Work order: Write out only the opening lines of the entries, through the line with "Please answer as".

Exercise inputs:
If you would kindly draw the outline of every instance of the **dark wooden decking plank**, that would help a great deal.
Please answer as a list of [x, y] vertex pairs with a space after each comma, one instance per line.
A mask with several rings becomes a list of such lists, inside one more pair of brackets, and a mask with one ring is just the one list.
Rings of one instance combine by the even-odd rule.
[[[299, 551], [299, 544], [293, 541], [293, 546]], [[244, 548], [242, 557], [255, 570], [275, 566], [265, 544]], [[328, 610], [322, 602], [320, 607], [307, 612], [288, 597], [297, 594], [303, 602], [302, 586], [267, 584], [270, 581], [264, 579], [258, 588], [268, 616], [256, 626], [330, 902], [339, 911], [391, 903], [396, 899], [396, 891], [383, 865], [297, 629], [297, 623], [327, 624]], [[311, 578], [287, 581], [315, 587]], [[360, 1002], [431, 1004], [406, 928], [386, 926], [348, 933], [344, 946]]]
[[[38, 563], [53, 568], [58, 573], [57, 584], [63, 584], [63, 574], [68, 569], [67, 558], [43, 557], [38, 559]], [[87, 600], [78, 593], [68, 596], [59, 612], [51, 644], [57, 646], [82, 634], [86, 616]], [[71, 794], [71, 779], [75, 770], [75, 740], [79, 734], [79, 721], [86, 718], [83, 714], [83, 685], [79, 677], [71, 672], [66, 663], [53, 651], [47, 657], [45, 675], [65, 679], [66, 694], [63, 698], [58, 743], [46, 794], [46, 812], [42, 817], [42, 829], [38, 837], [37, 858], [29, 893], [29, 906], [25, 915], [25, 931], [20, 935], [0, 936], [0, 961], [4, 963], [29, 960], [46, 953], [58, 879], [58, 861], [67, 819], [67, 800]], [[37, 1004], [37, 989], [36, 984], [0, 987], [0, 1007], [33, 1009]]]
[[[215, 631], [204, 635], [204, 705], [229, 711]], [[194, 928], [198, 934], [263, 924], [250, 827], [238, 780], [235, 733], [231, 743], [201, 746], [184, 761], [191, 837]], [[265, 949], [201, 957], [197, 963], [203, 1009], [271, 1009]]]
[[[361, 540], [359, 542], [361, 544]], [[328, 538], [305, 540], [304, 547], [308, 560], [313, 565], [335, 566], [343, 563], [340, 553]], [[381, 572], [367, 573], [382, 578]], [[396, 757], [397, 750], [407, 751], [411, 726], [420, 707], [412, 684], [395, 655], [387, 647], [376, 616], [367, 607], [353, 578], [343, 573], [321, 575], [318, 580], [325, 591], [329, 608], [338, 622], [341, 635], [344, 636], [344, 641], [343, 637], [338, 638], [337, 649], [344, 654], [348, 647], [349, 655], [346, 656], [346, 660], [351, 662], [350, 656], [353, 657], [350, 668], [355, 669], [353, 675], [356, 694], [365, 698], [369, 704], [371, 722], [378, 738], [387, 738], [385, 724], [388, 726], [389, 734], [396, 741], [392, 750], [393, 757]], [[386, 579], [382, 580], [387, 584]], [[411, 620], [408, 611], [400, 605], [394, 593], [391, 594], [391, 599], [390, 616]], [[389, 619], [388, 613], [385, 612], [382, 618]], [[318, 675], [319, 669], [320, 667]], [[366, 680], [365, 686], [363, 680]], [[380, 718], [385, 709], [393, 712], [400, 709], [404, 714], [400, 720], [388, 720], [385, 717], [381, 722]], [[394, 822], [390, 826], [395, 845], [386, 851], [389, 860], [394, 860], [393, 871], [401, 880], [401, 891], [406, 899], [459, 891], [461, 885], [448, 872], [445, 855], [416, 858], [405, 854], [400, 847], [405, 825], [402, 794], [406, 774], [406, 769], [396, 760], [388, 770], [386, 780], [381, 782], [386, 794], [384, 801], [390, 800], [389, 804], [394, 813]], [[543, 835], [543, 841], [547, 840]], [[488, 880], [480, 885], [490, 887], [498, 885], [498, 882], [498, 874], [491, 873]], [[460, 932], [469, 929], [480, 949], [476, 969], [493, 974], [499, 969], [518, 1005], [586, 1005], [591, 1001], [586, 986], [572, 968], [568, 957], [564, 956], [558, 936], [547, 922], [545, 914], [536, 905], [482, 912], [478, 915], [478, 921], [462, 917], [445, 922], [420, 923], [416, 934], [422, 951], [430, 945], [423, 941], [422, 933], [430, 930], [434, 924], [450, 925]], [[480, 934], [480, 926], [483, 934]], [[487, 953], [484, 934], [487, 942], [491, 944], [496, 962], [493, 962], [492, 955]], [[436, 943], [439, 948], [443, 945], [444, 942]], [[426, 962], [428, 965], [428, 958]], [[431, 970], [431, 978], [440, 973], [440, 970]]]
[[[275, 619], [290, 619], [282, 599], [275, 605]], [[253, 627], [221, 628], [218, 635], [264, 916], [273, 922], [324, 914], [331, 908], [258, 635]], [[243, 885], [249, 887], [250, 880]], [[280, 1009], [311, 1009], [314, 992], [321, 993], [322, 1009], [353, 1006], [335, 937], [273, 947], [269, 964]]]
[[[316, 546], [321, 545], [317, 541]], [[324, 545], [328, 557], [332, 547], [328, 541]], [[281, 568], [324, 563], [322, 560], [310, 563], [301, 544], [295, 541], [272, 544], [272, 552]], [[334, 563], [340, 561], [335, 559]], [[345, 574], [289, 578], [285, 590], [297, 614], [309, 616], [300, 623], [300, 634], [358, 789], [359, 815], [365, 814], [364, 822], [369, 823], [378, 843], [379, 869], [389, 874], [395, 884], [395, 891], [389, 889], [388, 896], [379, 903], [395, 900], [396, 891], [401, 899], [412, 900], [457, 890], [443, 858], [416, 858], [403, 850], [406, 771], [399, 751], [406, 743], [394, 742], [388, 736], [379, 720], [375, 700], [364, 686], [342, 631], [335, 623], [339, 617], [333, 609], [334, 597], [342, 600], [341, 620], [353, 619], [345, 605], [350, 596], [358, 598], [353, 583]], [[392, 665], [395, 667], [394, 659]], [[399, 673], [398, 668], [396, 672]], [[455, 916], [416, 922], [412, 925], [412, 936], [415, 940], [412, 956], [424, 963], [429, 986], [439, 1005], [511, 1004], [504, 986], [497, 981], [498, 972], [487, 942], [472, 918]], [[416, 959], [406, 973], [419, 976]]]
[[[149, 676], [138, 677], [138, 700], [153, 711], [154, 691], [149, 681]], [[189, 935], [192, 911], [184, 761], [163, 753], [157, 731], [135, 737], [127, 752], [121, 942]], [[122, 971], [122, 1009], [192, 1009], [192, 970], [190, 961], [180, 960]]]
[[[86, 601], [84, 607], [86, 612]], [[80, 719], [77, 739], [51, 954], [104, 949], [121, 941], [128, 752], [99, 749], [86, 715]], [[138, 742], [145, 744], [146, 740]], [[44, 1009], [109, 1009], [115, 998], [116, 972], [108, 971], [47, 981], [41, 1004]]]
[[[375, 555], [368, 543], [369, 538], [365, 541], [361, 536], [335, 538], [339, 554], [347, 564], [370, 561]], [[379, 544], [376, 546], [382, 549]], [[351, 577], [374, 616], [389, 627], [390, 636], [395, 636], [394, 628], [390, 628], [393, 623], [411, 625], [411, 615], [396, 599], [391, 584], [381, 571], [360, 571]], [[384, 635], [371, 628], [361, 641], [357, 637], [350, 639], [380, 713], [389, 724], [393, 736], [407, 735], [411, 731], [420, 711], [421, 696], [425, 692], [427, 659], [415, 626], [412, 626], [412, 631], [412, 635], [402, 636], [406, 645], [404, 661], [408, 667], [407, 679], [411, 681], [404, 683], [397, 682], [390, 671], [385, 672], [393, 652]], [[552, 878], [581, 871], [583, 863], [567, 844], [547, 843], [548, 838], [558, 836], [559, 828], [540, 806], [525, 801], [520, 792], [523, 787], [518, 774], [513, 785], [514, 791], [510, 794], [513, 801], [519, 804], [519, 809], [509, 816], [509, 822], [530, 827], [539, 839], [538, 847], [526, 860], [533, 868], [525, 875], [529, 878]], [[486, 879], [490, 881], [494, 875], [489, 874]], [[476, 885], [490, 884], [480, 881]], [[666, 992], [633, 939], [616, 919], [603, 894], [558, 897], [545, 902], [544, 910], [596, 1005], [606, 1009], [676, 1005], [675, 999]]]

Task output:
If you would kindly draw the outline of every instance of the **dark wooden decking plank**, that would help a great deal.
Please answer as a list of [x, y] vertex pairs with a space after each comma, one instance per line.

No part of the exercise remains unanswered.